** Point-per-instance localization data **
• • • • • • •

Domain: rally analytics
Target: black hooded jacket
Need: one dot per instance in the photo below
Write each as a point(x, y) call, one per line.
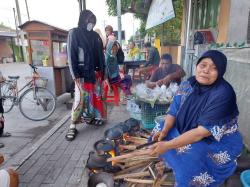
point(85, 50)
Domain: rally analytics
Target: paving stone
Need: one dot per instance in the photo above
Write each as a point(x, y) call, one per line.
point(46, 168)
point(42, 160)
point(57, 154)
point(65, 174)
point(26, 166)
point(82, 161)
point(28, 176)
point(37, 180)
point(37, 154)
point(76, 155)
point(52, 175)
point(76, 176)
point(62, 161)
point(51, 149)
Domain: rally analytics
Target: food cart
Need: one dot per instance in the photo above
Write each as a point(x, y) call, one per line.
point(47, 50)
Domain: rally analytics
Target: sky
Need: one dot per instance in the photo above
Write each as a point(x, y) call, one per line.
point(64, 14)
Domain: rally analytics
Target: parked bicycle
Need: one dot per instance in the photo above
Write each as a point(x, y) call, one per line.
point(35, 103)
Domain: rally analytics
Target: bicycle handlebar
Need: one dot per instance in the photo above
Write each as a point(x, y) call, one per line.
point(33, 67)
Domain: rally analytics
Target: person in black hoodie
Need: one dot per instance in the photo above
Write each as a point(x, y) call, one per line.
point(86, 62)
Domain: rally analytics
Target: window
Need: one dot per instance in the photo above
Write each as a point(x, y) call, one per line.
point(205, 14)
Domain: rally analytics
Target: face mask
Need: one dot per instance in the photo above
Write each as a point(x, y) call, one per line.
point(90, 26)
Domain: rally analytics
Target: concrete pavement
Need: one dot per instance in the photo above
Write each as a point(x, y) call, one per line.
point(60, 163)
point(25, 133)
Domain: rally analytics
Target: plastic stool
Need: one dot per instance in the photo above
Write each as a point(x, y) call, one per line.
point(115, 97)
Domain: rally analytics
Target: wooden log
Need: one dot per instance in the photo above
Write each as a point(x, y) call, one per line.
point(160, 180)
point(146, 181)
point(130, 155)
point(133, 175)
point(134, 163)
point(132, 168)
point(152, 172)
point(144, 169)
point(137, 138)
point(128, 147)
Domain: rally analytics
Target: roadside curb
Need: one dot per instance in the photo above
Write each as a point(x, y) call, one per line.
point(45, 137)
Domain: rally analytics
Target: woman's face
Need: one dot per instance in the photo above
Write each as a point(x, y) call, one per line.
point(164, 63)
point(206, 72)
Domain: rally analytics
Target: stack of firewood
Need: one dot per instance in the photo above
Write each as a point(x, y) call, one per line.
point(137, 166)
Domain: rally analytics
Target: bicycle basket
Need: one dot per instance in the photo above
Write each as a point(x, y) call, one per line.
point(39, 81)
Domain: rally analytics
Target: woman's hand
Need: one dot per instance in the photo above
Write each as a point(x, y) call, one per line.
point(159, 148)
point(159, 136)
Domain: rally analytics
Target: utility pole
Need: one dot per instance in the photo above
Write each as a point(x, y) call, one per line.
point(119, 21)
point(27, 9)
point(17, 34)
point(21, 33)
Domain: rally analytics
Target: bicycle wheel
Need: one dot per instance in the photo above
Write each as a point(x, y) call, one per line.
point(37, 103)
point(7, 95)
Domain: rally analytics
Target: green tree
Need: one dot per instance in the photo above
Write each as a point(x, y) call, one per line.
point(169, 32)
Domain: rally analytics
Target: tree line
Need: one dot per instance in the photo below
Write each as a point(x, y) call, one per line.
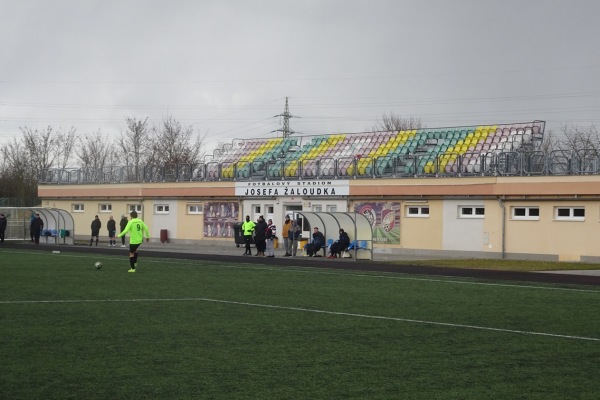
point(139, 144)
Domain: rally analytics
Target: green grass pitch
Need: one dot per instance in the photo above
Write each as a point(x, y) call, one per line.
point(180, 329)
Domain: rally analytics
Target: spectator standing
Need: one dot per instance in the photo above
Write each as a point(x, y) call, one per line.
point(31, 219)
point(111, 225)
point(96, 225)
point(36, 228)
point(287, 245)
point(122, 225)
point(339, 245)
point(260, 236)
point(248, 230)
point(3, 223)
point(318, 241)
point(294, 235)
point(271, 233)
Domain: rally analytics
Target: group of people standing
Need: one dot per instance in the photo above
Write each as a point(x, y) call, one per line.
point(264, 235)
point(111, 226)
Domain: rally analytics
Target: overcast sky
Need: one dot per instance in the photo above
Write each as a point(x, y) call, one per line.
point(226, 67)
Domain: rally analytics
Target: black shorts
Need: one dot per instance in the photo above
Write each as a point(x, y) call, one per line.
point(133, 247)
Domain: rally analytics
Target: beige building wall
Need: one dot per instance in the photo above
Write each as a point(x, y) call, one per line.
point(421, 232)
point(569, 239)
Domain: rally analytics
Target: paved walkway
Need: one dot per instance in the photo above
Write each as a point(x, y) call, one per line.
point(227, 248)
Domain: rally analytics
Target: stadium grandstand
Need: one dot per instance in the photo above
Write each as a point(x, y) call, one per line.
point(509, 149)
point(487, 191)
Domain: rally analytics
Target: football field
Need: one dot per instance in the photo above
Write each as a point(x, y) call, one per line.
point(190, 329)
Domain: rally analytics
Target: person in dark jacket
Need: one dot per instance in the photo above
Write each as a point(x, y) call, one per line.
point(260, 236)
point(339, 245)
point(36, 228)
point(3, 224)
point(122, 225)
point(111, 225)
point(294, 235)
point(96, 225)
point(31, 219)
point(316, 243)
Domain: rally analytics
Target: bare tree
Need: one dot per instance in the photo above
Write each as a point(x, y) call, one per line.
point(42, 147)
point(394, 123)
point(65, 147)
point(94, 151)
point(578, 139)
point(175, 144)
point(18, 180)
point(135, 145)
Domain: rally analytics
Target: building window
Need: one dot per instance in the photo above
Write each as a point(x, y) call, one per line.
point(569, 213)
point(135, 207)
point(471, 212)
point(417, 211)
point(525, 213)
point(161, 209)
point(195, 208)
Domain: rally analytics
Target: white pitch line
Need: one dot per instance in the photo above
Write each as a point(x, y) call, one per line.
point(316, 311)
point(339, 272)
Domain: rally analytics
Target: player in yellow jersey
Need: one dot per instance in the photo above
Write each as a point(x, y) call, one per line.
point(137, 229)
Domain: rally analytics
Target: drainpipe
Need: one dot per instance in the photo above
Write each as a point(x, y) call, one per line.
point(501, 203)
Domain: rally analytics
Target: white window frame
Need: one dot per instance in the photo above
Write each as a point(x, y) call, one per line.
point(571, 211)
point(527, 211)
point(161, 209)
point(195, 208)
point(473, 214)
point(412, 211)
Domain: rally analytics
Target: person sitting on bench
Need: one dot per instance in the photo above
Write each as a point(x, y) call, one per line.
point(316, 243)
point(339, 245)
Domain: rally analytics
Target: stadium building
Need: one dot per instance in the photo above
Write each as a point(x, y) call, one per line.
point(470, 191)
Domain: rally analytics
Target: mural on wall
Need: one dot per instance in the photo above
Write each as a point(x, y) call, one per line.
point(219, 218)
point(384, 218)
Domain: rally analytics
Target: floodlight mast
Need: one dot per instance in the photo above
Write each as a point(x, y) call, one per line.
point(286, 130)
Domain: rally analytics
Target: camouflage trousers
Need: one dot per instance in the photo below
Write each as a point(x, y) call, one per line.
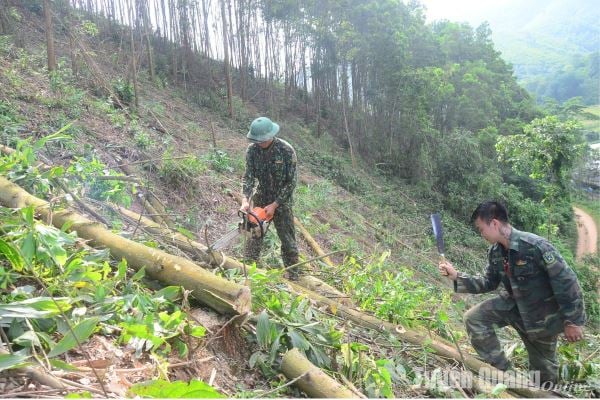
point(481, 322)
point(284, 224)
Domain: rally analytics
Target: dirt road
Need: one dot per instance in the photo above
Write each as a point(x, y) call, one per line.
point(587, 233)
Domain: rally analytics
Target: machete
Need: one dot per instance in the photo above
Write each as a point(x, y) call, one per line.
point(436, 223)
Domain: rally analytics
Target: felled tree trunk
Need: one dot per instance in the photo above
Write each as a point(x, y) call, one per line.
point(218, 293)
point(436, 344)
point(313, 381)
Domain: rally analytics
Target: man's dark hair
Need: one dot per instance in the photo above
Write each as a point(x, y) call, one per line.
point(489, 210)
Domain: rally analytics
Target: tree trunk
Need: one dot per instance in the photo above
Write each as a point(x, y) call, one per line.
point(147, 34)
point(226, 61)
point(313, 381)
point(213, 291)
point(49, 36)
point(133, 63)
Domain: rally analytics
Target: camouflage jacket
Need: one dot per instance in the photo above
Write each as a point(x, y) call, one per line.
point(275, 170)
point(539, 282)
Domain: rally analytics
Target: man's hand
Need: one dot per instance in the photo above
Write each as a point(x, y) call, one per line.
point(270, 209)
point(446, 268)
point(573, 333)
point(245, 205)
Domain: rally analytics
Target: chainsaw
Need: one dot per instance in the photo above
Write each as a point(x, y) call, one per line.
point(253, 224)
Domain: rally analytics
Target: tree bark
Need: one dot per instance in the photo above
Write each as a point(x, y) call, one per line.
point(221, 295)
point(133, 63)
point(313, 381)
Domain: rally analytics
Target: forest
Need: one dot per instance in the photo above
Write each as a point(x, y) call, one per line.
point(123, 124)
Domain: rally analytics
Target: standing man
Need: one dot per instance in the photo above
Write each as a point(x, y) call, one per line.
point(272, 162)
point(541, 296)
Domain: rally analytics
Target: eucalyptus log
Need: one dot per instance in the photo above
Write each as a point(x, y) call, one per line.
point(217, 258)
point(218, 293)
point(437, 344)
point(313, 381)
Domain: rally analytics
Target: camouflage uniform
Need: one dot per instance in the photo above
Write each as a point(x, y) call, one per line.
point(275, 170)
point(540, 295)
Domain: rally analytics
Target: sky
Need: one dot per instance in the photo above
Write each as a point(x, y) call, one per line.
point(471, 11)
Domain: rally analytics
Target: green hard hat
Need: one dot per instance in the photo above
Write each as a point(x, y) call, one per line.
point(262, 129)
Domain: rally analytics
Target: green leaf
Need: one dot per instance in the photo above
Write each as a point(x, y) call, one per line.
point(298, 340)
point(186, 233)
point(175, 390)
point(8, 361)
point(12, 255)
point(82, 331)
point(39, 307)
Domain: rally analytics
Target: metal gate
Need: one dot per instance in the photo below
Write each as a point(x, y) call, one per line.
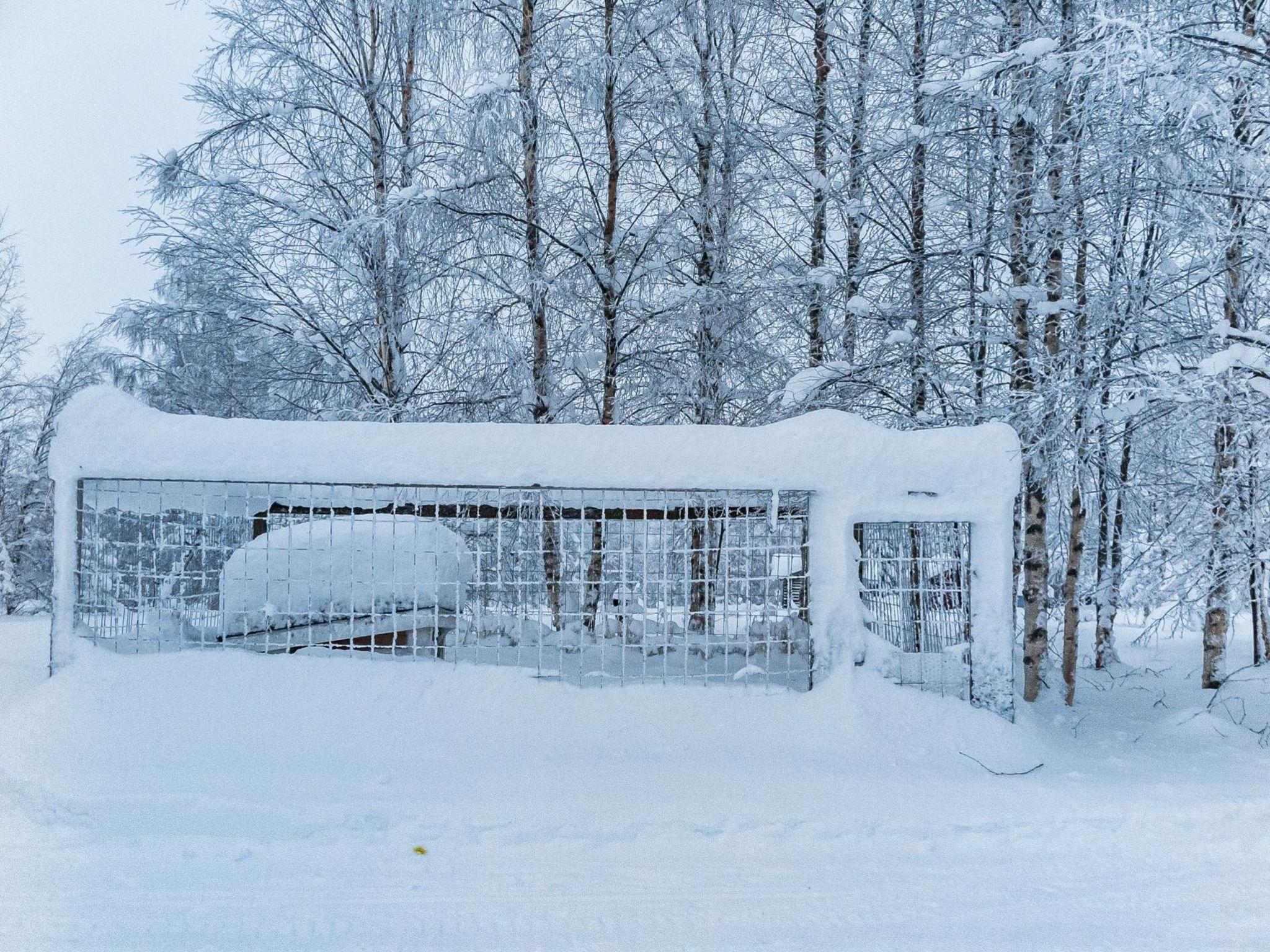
point(915, 583)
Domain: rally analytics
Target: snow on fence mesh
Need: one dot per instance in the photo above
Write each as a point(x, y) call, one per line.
point(915, 584)
point(586, 584)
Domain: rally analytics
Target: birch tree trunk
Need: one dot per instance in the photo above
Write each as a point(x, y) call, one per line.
point(1223, 560)
point(821, 135)
point(855, 184)
point(1023, 375)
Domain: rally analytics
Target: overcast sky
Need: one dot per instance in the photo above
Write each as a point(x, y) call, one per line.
point(86, 88)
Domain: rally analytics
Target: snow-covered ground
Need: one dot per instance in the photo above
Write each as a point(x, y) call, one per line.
point(235, 801)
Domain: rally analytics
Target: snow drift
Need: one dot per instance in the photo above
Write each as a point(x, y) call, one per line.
point(327, 569)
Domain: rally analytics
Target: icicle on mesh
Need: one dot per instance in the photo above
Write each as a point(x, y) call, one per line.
point(591, 586)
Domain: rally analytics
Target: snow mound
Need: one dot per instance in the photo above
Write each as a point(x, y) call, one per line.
point(327, 569)
point(1244, 700)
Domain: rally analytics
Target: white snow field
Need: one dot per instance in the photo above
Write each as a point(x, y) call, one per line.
point(235, 801)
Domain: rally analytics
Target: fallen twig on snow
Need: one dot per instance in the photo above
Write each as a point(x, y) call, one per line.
point(1002, 774)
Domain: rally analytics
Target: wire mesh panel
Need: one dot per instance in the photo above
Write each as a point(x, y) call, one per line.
point(587, 584)
point(915, 583)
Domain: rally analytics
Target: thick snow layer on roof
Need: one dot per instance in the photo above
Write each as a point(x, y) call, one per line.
point(858, 472)
point(106, 433)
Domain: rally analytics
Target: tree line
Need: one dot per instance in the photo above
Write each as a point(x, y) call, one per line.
point(929, 213)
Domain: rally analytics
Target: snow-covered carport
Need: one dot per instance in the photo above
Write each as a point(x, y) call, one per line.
point(588, 552)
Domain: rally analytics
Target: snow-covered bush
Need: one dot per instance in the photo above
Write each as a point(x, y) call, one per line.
point(326, 569)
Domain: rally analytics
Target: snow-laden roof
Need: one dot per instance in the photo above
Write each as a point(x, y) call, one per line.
point(104, 433)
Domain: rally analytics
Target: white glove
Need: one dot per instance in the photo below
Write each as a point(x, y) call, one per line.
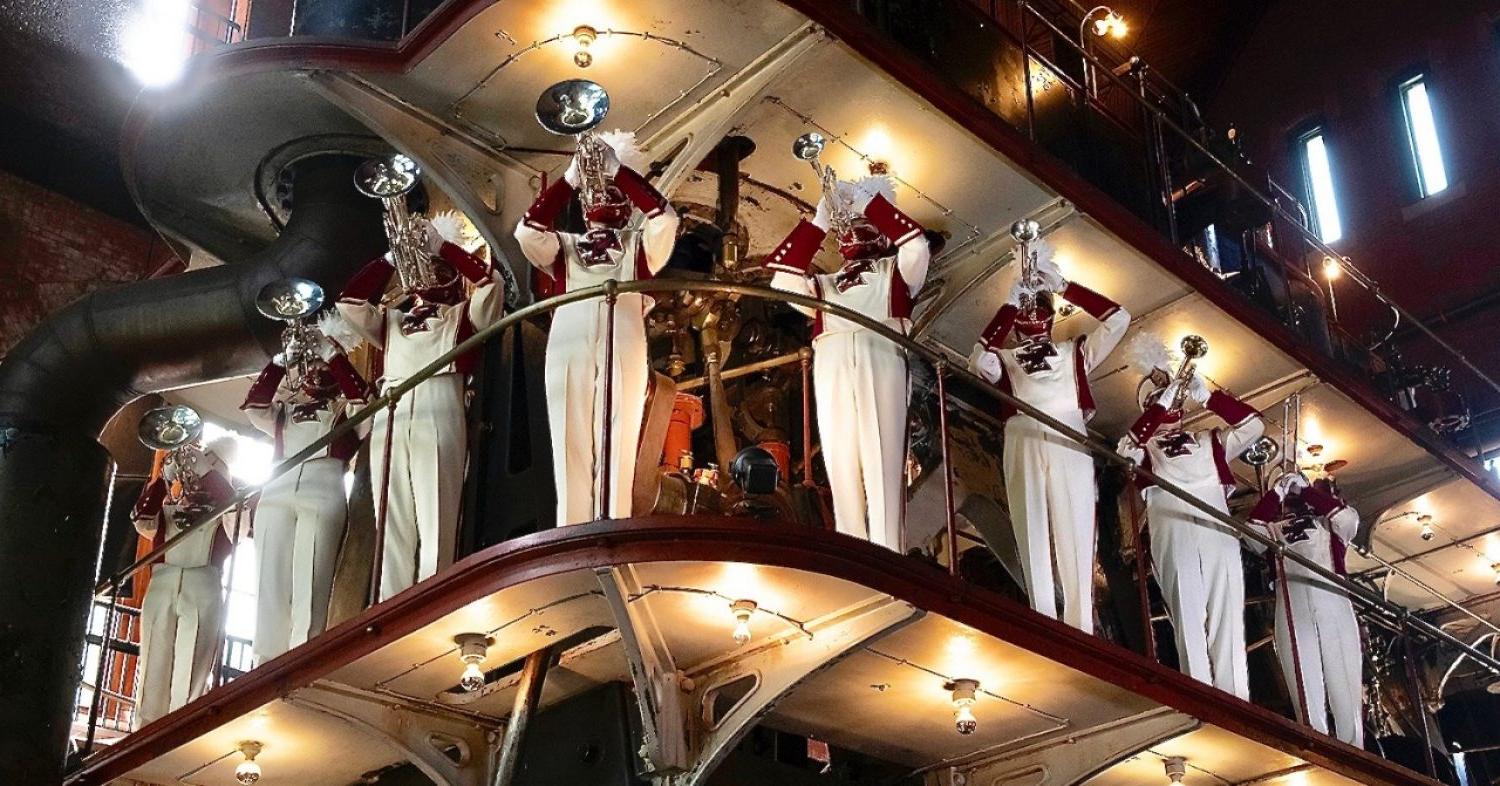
point(1197, 389)
point(1050, 273)
point(984, 362)
point(824, 216)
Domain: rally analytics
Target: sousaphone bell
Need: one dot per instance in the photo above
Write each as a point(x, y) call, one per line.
point(170, 428)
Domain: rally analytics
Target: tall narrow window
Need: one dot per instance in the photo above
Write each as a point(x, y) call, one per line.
point(1317, 174)
point(1427, 152)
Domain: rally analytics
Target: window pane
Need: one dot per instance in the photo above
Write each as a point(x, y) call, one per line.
point(1422, 132)
point(1320, 186)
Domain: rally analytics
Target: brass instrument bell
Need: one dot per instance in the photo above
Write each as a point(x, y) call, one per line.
point(168, 428)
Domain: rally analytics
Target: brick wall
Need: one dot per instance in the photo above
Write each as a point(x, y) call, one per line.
point(54, 249)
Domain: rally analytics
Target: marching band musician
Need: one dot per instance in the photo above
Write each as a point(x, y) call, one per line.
point(1196, 557)
point(183, 605)
point(426, 432)
point(1322, 635)
point(860, 378)
point(300, 516)
point(1049, 479)
point(609, 249)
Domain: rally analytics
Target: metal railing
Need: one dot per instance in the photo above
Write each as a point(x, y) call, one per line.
point(1376, 608)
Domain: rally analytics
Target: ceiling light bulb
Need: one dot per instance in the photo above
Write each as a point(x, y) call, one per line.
point(584, 36)
point(743, 609)
point(473, 647)
point(249, 771)
point(965, 692)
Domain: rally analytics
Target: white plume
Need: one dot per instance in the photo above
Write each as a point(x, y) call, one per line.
point(1146, 353)
point(456, 228)
point(333, 324)
point(627, 150)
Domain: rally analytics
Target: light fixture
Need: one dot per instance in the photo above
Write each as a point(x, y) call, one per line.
point(473, 647)
point(249, 771)
point(743, 609)
point(584, 36)
point(965, 692)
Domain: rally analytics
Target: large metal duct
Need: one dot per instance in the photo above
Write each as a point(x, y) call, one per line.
point(57, 390)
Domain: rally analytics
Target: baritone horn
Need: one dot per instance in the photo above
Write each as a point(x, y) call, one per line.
point(809, 147)
point(575, 108)
point(293, 302)
point(1193, 350)
point(390, 180)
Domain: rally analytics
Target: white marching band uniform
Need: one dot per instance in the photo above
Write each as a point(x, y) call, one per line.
point(1049, 479)
point(183, 606)
point(860, 378)
point(1313, 522)
point(302, 515)
point(578, 341)
point(1197, 558)
point(429, 441)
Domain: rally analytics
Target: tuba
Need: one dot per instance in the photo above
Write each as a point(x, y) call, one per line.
point(293, 302)
point(174, 429)
point(390, 180)
point(807, 147)
point(1193, 348)
point(1026, 233)
point(575, 108)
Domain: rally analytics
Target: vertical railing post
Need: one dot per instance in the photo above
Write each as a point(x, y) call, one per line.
point(608, 441)
point(947, 470)
point(1031, 99)
point(1292, 632)
point(105, 638)
point(378, 558)
point(1418, 699)
point(1142, 561)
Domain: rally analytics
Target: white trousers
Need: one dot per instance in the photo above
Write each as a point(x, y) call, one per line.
point(1332, 660)
point(299, 525)
point(1203, 582)
point(575, 375)
point(1049, 485)
point(426, 480)
point(180, 618)
point(860, 384)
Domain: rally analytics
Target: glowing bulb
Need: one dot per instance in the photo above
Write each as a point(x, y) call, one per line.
point(584, 36)
point(965, 692)
point(471, 651)
point(743, 609)
point(248, 771)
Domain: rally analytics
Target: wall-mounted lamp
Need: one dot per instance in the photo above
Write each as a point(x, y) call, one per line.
point(743, 609)
point(965, 692)
point(473, 647)
point(249, 771)
point(584, 36)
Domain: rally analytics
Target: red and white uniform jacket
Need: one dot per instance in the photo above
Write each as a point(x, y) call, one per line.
point(1196, 461)
point(1053, 377)
point(881, 288)
point(414, 332)
point(294, 425)
point(1314, 524)
point(576, 261)
point(161, 512)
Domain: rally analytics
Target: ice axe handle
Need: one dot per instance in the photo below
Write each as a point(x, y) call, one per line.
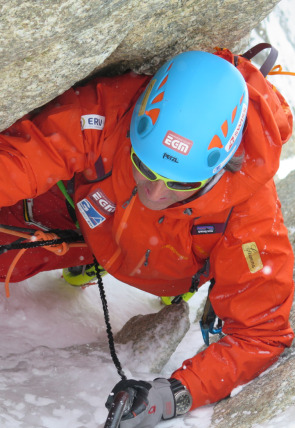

• • • • • • •

** Work request **
Your answer must be the exact lines of the records from the first one through the line containing "Target: roadside curb", with no pictures in it.

** Exercise output **
Domain: rally analytics
Target: black hooded jacket
Need: one dot per instance in the photo below
Write each as a point(x, y) call, one per line.
point(85, 50)
Domain: rally analytics
Target: paving stone
Need: one dot per instance in the photo above
Write each as a point(x, y) call, one per line.
point(46, 168)
point(42, 160)
point(57, 154)
point(65, 174)
point(26, 166)
point(82, 161)
point(28, 176)
point(37, 180)
point(37, 154)
point(76, 155)
point(52, 175)
point(76, 176)
point(62, 161)
point(51, 149)
Domain: rally analytics
Target: food cart
Need: one dot per instance in the photo above
Write each as a point(x, y) call, one per line.
point(47, 50)
Domain: rally analytics
Target: sky
Need: one dot per instance in the photo above
Write each as a point(x, y) call, one per line.
point(64, 14)
Domain: rally analytics
Target: parked bicycle
Need: one dot per instance in the photo above
Write each as a point(x, y) call, one per line.
point(35, 103)
Domain: rally analytics
Target: bicycle handlebar
Need: one dot per instance in the photo above
Write each as a point(x, y) call, one per line.
point(33, 67)
Domain: rally analytics
Target: person in black hoodie
Need: one dot per instance in the photo above
Write each as a point(x, y) call, one per line.
point(86, 62)
Domain: rally analytics
Target: window
Need: one dot per instance in the photo above
Write each as a point(x, y) call, one per line.
point(205, 14)
Domain: rally analytics
Target: face mask
Need: one dot per instance in the photo above
Write each as a point(x, y) call, one per line.
point(90, 26)
Domain: rally analytics
Target: concrete pavement
Need: one dot per instance in the photo above
Write each as a point(x, y) call, one per line.
point(60, 163)
point(25, 133)
Domain: rally analytics
Target: plastic stool
Need: one dot per instance in the photo above
Write each as a point(x, y) call, one per line.
point(115, 97)
Domain: rally analytics
Target: wooden log
Need: one dot per instance in the photo above
Write each as a point(x, y) call, one per line.
point(160, 180)
point(146, 181)
point(130, 155)
point(133, 175)
point(134, 163)
point(132, 168)
point(152, 172)
point(144, 169)
point(137, 138)
point(128, 147)
Domain: rally analytics
Target: roadside curb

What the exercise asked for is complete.